#### QUOTED PASSAGE
SEC registration fee
$ 1,265.86
Legal fees and expenses
75,000.00
Accounting fees and expenses(1)
18,150.00
Printing and miscellaneous expenses
7,500.00
Total
$ 101,915.86
(1)
The Accounting fees and expenses incurred by PwC Wirtschaftsprüfung GmbH in connection with the securities being registered hereby have been converted to USD at exchange rate valid on December 21, 2023, based on the exchange rate published by the Federal Reserve Bank.
Item 15.   Indemnification of Directors and Officers
Subsection (a) of Section 145 of the General Corporation Law of the State of Delaware, or the DGCL, empowers a corporation to indemnify any person who was or is a party or who is threatened to be made a party to any threatened, pending or completed action, suit or proceeding, whether civil, criminal, administrative or investigative (other than an action by or in the right of the corporation) by reason of the fact that the person is or was a director, officer, employee or agent of the corporation, or is or was serving at the request of the corporation as a director, officer, employee or agent of another corporation, partnership, joint venture, trust or other enterprise, against expenses (including attorneys’ fees), judgments, fines and amounts paid in settlement actually and reasonably incurred by the person in connection with such action, suit or proceeding if the person acted in good faith and in a manner the person reasonably believed to be in or not opposed to the best interests of the corporation, and, with respect to any criminal action or proceeding, had no reasonable cause to believe the person’s conduct was unlawful.
########
• USING THE INFORMATION:
(1) In the offering expenses and indemnification text, how was the dollar amount for accounting fees and expenses arrived at? Answer in one to three sentences.
(2) In the offering expenses and indemnification text, rewrite the part that opens with the words "SEC registration fee" and closes with "Federal Reserve Bank.", changing "Federal Reserve Bank" to "European Central Bank".
(3) Continue the offering expenses and indemnification text after its last sentence.
#### SUPPLIED ENTRIES
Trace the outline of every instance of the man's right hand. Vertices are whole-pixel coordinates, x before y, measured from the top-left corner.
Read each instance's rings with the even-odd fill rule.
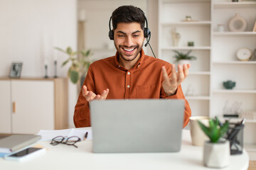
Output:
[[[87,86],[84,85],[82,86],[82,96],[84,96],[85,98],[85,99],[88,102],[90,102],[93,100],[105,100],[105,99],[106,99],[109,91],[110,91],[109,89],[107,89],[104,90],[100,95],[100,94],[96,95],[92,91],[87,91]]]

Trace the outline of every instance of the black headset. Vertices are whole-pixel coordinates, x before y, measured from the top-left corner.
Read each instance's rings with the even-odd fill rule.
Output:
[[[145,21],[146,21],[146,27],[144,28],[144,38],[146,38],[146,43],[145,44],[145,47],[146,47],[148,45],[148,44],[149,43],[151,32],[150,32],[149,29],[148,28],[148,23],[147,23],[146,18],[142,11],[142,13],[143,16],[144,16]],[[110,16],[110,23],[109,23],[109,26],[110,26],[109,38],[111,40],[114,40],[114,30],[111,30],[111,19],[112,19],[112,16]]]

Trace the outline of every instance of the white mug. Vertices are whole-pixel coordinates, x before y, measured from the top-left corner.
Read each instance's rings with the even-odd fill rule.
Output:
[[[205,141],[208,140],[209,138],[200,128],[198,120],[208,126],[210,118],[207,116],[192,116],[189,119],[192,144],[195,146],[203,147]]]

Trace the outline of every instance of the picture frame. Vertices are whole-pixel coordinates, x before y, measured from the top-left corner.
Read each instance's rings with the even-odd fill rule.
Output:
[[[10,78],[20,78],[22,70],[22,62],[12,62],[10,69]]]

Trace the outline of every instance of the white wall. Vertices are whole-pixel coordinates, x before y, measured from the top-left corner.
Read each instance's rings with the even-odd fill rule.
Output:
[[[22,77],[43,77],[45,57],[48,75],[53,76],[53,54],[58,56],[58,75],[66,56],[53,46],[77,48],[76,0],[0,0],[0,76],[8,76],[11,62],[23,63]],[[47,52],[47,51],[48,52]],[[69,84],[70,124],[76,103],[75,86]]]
########
• ANSWERS TO THE TASKS:
(1) The accounting fees and expenses incurred by PwC Wirtschaftsprüfung GmbH were converted to USD. The conversion used the exchange rate valid on December 21, 2023, based on the rate published by the Federal Reserve Bank.

(2)
SEC registration fee
$ 1,265.86
Legal fees and expenses
75,000.00
Accounting fees and expenses(1)
18,150.00
Printing and miscellaneous expenses
7,500.00
Total
$ 101,915.86
(1)
The Accounting fees and expenses incurred by PwC Wirtschaftsprüfung GmbH in connection with the securities being registered hereby have been converted to USD at exchange rate valid on December 21, 2023, based on the exchange rate published by the European Central Bank.

(3)
Subsection (b) of Section 145 empowers a corporation to indemnify any person who was or is a party or is threatened to be made a party to any threatened, pending or completed action or suit by or in the right of the corporation to procure a judgment in its favor by reason of the fact that the person acted in any of the capacities set forth above, against expenses (including attorneys’ fees) actually and reasonably incurred by the person in connection with the defense or settlement of such action or suit if the person acted in good faith and in a manner the person reasonably believed to be in or not opposed to the best interests of the corporation, except that no indemnification shall be made in respect of any claim, issue or matter as to which such person shall have been adjudged to be liable to the corporation unless and only to the extent that the Court of Chancery or the court in which such action or suit was brought shall determine upon application that, despite the adjudication of liability but in view of all the circumstances of the case, such person is fairly and reasonably entitled to indemnity for such expenses which the Court of Chancery or such other court shall deem proper.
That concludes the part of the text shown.